## Exercise description:
Quote every line as given.
(begin)
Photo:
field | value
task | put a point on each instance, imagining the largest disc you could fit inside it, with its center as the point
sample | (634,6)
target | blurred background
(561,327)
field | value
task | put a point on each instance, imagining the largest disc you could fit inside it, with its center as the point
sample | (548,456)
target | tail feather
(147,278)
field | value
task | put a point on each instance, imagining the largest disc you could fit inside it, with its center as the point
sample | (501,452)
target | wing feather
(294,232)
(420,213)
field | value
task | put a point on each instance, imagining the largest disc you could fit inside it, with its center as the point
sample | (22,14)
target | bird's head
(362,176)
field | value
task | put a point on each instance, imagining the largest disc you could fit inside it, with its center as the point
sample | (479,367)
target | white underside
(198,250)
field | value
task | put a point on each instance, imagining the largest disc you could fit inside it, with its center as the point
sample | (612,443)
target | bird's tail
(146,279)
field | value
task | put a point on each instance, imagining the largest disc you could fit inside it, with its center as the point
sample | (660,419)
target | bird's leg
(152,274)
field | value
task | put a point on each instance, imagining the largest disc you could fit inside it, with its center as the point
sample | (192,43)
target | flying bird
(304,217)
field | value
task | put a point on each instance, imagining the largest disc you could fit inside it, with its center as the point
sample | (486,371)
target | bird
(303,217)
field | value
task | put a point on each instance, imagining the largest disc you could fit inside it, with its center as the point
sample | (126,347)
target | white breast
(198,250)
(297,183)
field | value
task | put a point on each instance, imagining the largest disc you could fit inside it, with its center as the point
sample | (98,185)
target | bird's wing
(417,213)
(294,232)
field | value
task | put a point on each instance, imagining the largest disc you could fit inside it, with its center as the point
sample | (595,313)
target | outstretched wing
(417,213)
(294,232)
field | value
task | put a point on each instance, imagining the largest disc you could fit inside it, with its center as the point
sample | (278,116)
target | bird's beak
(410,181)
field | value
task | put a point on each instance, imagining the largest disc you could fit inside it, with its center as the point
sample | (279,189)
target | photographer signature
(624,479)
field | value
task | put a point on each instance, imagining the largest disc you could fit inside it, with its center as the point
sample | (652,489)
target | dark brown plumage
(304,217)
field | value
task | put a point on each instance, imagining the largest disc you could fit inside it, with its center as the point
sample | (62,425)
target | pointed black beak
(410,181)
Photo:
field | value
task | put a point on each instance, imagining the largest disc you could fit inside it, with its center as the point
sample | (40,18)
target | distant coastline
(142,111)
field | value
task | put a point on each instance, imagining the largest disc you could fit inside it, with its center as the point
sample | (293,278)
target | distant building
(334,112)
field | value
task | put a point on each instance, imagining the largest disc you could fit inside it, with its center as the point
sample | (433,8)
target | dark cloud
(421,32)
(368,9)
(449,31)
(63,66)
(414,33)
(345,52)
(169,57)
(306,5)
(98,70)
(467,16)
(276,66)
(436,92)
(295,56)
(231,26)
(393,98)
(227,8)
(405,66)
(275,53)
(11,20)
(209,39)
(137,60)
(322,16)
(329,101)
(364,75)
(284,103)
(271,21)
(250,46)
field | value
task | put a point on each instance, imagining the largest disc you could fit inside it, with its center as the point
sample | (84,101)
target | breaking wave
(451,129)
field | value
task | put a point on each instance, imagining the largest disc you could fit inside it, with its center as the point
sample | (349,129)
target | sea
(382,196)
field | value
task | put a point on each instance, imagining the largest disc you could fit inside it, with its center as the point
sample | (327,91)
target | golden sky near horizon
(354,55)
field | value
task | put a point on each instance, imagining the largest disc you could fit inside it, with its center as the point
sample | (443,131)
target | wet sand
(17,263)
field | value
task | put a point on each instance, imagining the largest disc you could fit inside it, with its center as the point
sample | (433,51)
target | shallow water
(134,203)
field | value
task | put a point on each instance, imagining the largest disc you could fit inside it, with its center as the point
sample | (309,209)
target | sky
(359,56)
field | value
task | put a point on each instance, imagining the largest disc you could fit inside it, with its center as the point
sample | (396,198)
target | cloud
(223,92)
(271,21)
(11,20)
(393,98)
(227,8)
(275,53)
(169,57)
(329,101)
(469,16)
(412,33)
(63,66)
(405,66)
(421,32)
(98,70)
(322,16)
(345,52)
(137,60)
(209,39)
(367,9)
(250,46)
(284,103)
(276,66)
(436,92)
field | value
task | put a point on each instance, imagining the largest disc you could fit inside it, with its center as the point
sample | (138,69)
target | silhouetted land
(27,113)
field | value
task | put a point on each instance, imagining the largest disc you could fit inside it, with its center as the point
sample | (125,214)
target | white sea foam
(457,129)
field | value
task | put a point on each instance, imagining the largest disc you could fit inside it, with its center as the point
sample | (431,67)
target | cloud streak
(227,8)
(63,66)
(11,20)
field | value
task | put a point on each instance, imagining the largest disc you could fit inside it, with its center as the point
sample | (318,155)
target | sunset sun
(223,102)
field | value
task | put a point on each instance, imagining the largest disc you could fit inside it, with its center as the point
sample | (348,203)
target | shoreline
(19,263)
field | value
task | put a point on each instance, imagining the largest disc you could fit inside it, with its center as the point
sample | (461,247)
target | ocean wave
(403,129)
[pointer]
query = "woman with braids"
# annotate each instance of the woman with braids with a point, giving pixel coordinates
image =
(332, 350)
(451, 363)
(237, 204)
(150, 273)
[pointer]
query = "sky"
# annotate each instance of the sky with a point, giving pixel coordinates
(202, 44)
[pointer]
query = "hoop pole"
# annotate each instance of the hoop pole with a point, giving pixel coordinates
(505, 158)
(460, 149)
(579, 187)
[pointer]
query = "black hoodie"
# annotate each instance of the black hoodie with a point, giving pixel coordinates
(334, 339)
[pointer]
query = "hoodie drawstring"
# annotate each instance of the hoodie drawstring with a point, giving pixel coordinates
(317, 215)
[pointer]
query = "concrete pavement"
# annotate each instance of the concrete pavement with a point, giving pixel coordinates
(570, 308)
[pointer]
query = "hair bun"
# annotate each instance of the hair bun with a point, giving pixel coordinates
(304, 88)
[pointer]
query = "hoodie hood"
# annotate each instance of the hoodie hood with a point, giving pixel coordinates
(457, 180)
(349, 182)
(end)
## Exercise result:
Photo:
field | value
task | put a point on each instance, imagining the largest disc you could fit inside it, with its center as the point
sample | (634,6)
target | blurred background
(561,327)
field | value
task | put a point on each instance, imagining the largest disc you could fit inside it, with its center as the point
sample | (548,456)
target | tail feather
(147,278)
field | value
task | put a point on each instance, imagining the largest disc you could fit inside it, with its center as the point
sample | (501,452)
target | wing feather
(294,232)
(420,213)
field | value
task | put a point on each instance, imagining the largest disc you could fit inside it, with its center as the point
sample | (22,14)
target | bird's head
(362,176)
field | value
task | put a point on each instance, imagining the largest disc you could fit inside it, with its center as the point
sample | (479,367)
target | white underside
(198,250)
field | value
task | put a point on each instance, imagining the largest disc you could fit inside it, with its center as the point
sample | (612,443)
target | bird's tail
(146,279)
field | value
task | put a point on each instance, imagining the largest disc you could fit inside it, with its center as the point
sample | (660,419)
target | bird's leg
(152,274)
field | value
task | put a point on each instance, imagining the largest disc you could fit inside it, with its center as the point
sample | (192,43)
target | flying bird
(304,217)
field | value
task | put a point on each instance, imagining the largest disc you could fit inside it, with its center as the point
sample | (486,371)
target | bird
(303,217)
field | value
task | put a point on each instance, imagining the largest disc you could fit inside it, with its center as the point
sample | (126,347)
target | white breast
(198,250)
(297,183)
field | value
task | put a point on each instance, imagining the largest disc you could fit inside it, with its center as the point
sample | (98,185)
target | bird's wing
(417,213)
(294,232)
field | value
task | put a point on each instance, imagining the largest disc you could fit inside it, with its center as the point
sample | (595,313)
target | outstretched wing
(417,213)
(294,232)
field | value
task | put a point on each instance, imagining the largest disc you could fit inside it, with its center as the point
sample | (278,116)
target | bird's beak
(410,181)
field | value
task | put a point on each instance, imagining the largest disc you could fit inside it, with its center as the point
sample | (279,189)
target | photographer signature
(624,479)
field | value
task | put a point on each instance, imagining the largest disc you could fit inside it, with its center as the point
sample | (652,489)
target | dark brown plumage
(304,217)
field | value
task | put a point on each instance, imagining the largest disc you could fit inside it, with its center as the point
sample | (62,425)
target | pointed black beak
(410,181)
Photo:
field | value
task | put a point on each instance, imagining the largest disc you could fit inside it, with its center as the point
sample | (40,18)
target | distant coastline
(142,111)
field | value
task | put a point on each instance, imagining the largest disc you could fit inside it, with its center as the point
sample | (293,278)
target | distant building
(334,112)
field | value
task | put a point on each instance, imagining the largest disc you could fit inside it, with its center as the point
sample | (433,8)
target | dark cloud
(421,32)
(368,9)
(449,31)
(63,66)
(414,33)
(345,52)
(169,57)
(306,5)
(98,70)
(467,16)
(276,66)
(436,92)
(295,56)
(231,26)
(393,98)
(227,8)
(405,66)
(275,53)
(11,20)
(209,39)
(137,60)
(322,16)
(329,101)
(364,75)
(284,103)
(271,21)
(250,46)
field | value
task | put a point on each instance, imagining the largest disc you could fit inside it, with its center as the point
sample | (84,101)
target | breaking wave
(451,129)
field | value
task | put a point on each instance, imagining the largest disc you could fit inside it, with its center as the point
sample | (349,129)
target | sea
(382,196)
field | value
task | put a point on each instance, imagining the largest disc you could fit inside it, with its center as the point
sample | (327,91)
target | golden sky near horizon
(354,55)
field | value
task | put a point on each instance, imagining the largest disc you could fit inside it, with its center as the point
sample | (443,131)
target | wet sand
(17,263)
field | value
task | put a point on each instance, imagining the largest disc you could fit inside it, with its center as the point
sample | (433,51)
target | shallow water
(134,203)
field | value
task | put a point on each instance, imagining the largest disc you could fit inside it, with its center as the point
sample | (309,209)
target | sky
(359,56)
field | value
task | put a point on each instance, imagining the largest disc you could fit inside it, with its center as the point
sample | (396,198)
target | cloud
(223,92)
(271,21)
(11,20)
(393,98)
(227,8)
(275,53)
(169,57)
(329,101)
(469,16)
(412,33)
(63,66)
(405,66)
(421,32)
(98,70)
(322,16)
(345,52)
(137,60)
(209,39)
(367,9)
(250,46)
(284,103)
(276,66)
(436,92)
field | value
task | put a point on each instance, imagining the largest disc you could fit inside it, with its center as the point
sample | (138,69)
target | silhouetted land
(27,113)
field | value
task | put a point on each instance, imagining the largest disc you could fit inside it, with its center as the point
sample | (125,214)
target | white sea foam
(457,129)
field | value
task | put a point on each instance, imagining the largest disc you could fit inside it, with its center as the point
sample | (431,67)
target | cloud streak
(227,8)
(63,66)
(11,20)
field | value
task | put a point on each instance, imagining the largest disc you could fit inside it, with its center as the point
sample | (318,155)
target | sunset sun
(223,102)
field | value
task | put a point on each instance, imagining the largest disc you could fit inside it, with its center as the point
sample | (348,203)
target | shoreline
(19,263)
field | value
task | put a point on each instance, imagining the largest disc you could fit inside it, with its center as the point
sample | (461,247)
target | ocean wave
(403,129)
[pointer]
query = "woman with braids"
# annotate each instance of the woman with braids with a point, giving pixel coordinates
image =
(332, 350)
(451, 363)
(237, 204)
(150, 273)
[pointer]
query = "sky"
# annotate each instance of the sky with a point, giving pixel coordinates
(202, 44)
[pointer]
query = "hoop pole"
# annotate each instance of the hoop pole with a point, giving pixel coordinates
(505, 158)
(460, 149)
(579, 187)
[pointer]
query = "black hoodie"
# annotate each instance of the black hoodie with a point, giving pixel coordinates
(334, 339)
[pointer]
query = "hoodie drawstring"
# annotate each instance of the hoodie drawstring with a point, giving pixel coordinates
(317, 215)
[pointer]
query = "concrete pavement"
# annotate each instance of the concrete pavement with a point, giving pixel coordinates
(570, 308)
[pointer]
query = "hair bun"
# annotate each instance of the hair bun with a point, giving pixel coordinates
(304, 88)
[pointer]
query = "hoodie hood"
# annotate each instance of the hoodie hood with a point, giving pixel coordinates
(457, 180)
(349, 182)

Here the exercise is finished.